Document excerpt:
________________________________________

- The Government has re-introduced the Therapeutic Products Bill, regulating low-risk natural health products.
- It creates a regulatory authority potentially affecting at least 50% of Kiwis.
- Concern about overreach was a factor in previous legislation being withdrawn.
- Traditional Māori medicinal practices (raongā) will be exempt, but that may have pros and cons.
What is the Therapeutic Products Bill?
The Government has introduced the Therapeutic Products Bill. The proposed bill will control all aspects of natural health products (NHPs), regulating them in their own category. The bill replaces the Medicines Act 1981 and Dietary Supplements Regulations 1985.
NHPs that could end up being regulated run the whole gamut, including vitamin and mineral supplements, homeopathic remedies, and some remedies based on animal products, such as fish oil capsules. NHPs are used by over 50% of the population.
Why do we need it?
Currently some supplements, at higher concentrations, would be categorised as medicines. That would require regulation under the Medicines Act. Conversely, dietary supplements under the current regime are classified as “foods” and are therefore exempt from testing for efficacy or toxicity.
Also, many NHPs are promoted with vague marketing terms because current laws don’t allow manufacturers to make explicit therapeutic claims even with supportive clinical evidence.
The bill will also regulate the imports and exports of NHPs, which may boost the big players that already deal with similar restrictions or boost the export market with additional credibility, but are more likely to hurt smaller businesses.
A new regulatory body under MoH
Enforcement will be through a new regulatory unit with a regulator appointed by the Ministry of Health’s director general. The regulator will be responsible for the safety, quality, and efficacy of NHPs.

________________________________________

Dataset content:
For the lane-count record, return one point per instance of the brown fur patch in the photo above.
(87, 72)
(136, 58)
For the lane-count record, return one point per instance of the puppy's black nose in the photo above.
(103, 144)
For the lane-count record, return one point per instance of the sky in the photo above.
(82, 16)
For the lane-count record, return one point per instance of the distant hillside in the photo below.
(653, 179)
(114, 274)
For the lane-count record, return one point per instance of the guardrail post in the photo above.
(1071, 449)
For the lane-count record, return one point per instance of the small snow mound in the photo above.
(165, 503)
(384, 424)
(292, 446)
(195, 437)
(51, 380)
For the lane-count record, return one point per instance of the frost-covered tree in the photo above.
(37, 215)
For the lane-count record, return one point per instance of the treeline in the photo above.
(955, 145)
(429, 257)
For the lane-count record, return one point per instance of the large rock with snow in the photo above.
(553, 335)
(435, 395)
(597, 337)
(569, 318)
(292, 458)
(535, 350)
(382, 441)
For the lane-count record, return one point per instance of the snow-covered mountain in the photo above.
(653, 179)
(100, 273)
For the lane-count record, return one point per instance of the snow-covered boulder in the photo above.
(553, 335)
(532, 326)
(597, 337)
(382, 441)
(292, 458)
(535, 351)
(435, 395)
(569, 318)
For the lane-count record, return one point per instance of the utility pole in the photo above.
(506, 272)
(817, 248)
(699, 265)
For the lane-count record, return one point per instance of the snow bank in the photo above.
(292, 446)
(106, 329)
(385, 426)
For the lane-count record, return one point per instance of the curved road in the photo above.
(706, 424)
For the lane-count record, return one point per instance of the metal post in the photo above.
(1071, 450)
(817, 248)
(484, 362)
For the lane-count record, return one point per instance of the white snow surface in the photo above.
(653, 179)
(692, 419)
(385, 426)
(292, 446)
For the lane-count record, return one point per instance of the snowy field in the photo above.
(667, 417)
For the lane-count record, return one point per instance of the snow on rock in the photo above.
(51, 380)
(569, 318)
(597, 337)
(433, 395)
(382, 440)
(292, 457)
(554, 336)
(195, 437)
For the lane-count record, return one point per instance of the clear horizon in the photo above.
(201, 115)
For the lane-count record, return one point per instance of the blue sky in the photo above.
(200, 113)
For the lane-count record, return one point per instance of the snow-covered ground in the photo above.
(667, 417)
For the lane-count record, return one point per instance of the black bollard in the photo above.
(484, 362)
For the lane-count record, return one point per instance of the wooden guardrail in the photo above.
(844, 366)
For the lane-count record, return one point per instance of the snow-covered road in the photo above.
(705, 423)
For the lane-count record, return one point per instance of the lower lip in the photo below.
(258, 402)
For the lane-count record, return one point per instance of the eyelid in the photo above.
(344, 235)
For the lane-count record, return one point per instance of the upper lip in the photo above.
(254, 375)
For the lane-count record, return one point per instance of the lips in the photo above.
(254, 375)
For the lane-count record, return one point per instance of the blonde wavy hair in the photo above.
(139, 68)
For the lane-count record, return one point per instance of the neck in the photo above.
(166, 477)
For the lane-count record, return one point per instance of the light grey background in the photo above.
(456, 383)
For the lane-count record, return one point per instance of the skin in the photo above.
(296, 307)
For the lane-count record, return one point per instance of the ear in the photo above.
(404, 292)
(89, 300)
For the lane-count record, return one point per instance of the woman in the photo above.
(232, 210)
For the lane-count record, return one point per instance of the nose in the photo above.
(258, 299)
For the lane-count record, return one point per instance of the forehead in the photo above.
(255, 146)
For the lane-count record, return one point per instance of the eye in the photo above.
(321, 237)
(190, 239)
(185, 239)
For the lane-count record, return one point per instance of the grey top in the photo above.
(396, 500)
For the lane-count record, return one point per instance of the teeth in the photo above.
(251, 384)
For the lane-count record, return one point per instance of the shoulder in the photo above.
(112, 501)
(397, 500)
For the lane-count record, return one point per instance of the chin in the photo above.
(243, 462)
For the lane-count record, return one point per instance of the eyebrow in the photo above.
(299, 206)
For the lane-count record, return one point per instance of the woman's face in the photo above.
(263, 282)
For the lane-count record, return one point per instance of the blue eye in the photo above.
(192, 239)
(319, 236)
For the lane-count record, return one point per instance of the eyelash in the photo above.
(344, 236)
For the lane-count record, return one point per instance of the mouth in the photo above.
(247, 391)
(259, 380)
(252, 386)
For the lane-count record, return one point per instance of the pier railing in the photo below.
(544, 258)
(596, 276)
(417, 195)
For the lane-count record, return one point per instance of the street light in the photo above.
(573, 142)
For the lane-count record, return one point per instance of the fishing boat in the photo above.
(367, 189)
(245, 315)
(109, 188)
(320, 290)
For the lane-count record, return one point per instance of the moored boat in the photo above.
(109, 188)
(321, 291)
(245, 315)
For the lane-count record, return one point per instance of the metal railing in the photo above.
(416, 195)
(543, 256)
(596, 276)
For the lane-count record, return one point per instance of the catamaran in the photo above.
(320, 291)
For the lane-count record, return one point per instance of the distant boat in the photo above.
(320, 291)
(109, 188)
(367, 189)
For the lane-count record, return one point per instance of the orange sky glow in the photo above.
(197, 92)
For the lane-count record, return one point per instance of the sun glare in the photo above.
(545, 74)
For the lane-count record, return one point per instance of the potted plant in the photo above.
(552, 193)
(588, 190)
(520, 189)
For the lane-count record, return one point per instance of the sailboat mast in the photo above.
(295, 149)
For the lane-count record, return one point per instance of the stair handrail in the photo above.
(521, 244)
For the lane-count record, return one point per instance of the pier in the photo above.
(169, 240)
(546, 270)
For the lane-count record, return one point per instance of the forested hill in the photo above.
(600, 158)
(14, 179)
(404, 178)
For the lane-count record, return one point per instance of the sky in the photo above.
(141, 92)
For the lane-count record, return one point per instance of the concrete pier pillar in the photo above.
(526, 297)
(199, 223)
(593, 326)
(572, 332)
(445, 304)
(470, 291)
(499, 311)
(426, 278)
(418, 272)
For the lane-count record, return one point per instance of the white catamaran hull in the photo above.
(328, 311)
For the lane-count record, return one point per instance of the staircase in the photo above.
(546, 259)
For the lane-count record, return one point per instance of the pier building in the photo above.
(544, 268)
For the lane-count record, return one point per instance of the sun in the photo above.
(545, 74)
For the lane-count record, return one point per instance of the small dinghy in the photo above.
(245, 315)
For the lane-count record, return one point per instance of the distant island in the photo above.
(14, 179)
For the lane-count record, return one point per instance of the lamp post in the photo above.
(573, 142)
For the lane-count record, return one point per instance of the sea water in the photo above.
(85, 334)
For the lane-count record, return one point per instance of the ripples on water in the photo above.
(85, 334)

________________________________________

Required work:
According to the Therapeutic Products Bill article above, which two existing laws would the bill replace?

Response below:
The Medicines Act 1981 and the Dietary Supplements Regulations 1985.